[Problem requirements] Present the records below as a Markdown table with the columns "Row" and "Entry", numbering each line in order and leaving out blank lines.

[Exercise inputs]
= = = = =

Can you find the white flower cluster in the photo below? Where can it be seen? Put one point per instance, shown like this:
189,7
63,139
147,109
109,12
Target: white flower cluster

= = = = =

[Right answer]
| Row | Entry |
|---|---|
| 1 | Can you find the white flower cluster in the photo below? Where can it be seen? Put one point per instance, shown like this: |
| 2 | 189,7 |
| 3 | 63,139 |
| 4 | 147,109 |
| 5 | 109,12 |
| 6 | Target: white flower cluster |